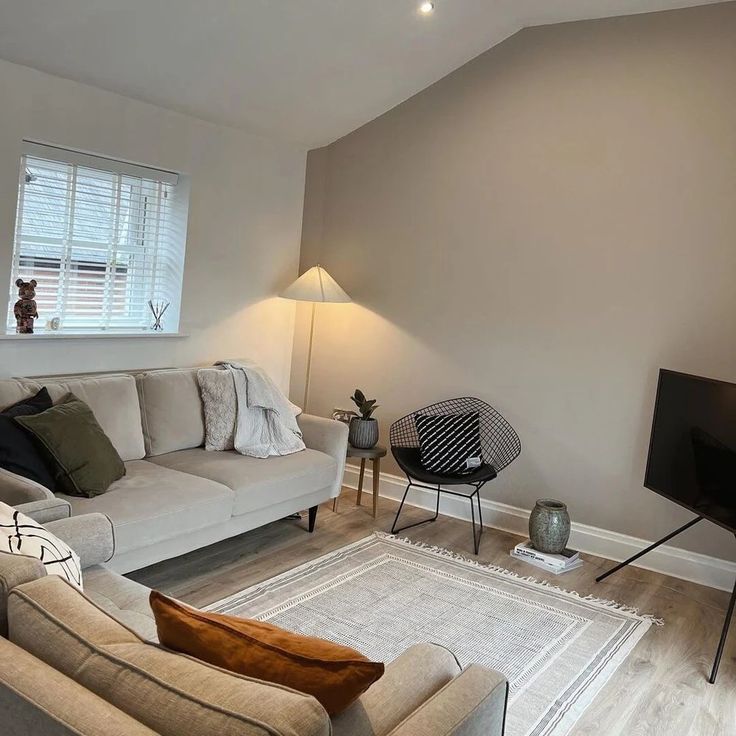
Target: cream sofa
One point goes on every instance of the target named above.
(176, 496)
(79, 665)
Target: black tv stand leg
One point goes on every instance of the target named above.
(648, 549)
(724, 636)
(731, 605)
(312, 517)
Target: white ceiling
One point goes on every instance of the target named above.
(308, 71)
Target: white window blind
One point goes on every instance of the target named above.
(102, 238)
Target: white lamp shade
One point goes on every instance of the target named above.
(316, 285)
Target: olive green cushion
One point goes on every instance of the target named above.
(85, 460)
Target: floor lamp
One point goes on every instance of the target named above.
(314, 286)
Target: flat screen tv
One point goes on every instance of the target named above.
(692, 450)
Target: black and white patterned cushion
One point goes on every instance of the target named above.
(21, 535)
(448, 441)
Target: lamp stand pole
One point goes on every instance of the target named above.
(309, 360)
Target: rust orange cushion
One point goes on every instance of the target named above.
(334, 674)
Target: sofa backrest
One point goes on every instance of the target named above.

=-=-=-=-=

*HOW TO COMPLETE THIS TASK*.
Return all of the lines above without alteration, minus the pictures.

*TASK OUTPUT*.
Target: cream sofa
One point goes on every instance of the target named above.
(176, 496)
(79, 665)
Target: black tv stand leg
One point goes on every instance of the target named above.
(648, 549)
(724, 636)
(731, 605)
(312, 517)
Target: white ceiling
One point goes on every instance of the target named above.
(308, 71)
Target: white window blind
One point goes on every instance of the target named above.
(102, 238)
Target: white lamp shade
One point goes on every instance of the target named above.
(316, 285)
Target: olive green cushion
One point goes on every instance of the target named above.
(85, 460)
Target: floor lamp
One point goes on every instance of the target named above.
(314, 286)
Target: flat screen tv
One point goes on every instance of the target named above.
(692, 450)
Target: black and white patterned cushion
One point goes on every instance of the target named above.
(21, 535)
(448, 441)
Target: lamp stand pole
One point goes on every instance of the target named above.
(309, 360)
Target: rust orange cushion
One point goes on every instance of the target named above.
(334, 674)
Target: sofa backrest
One point goes on every instance of the target named above.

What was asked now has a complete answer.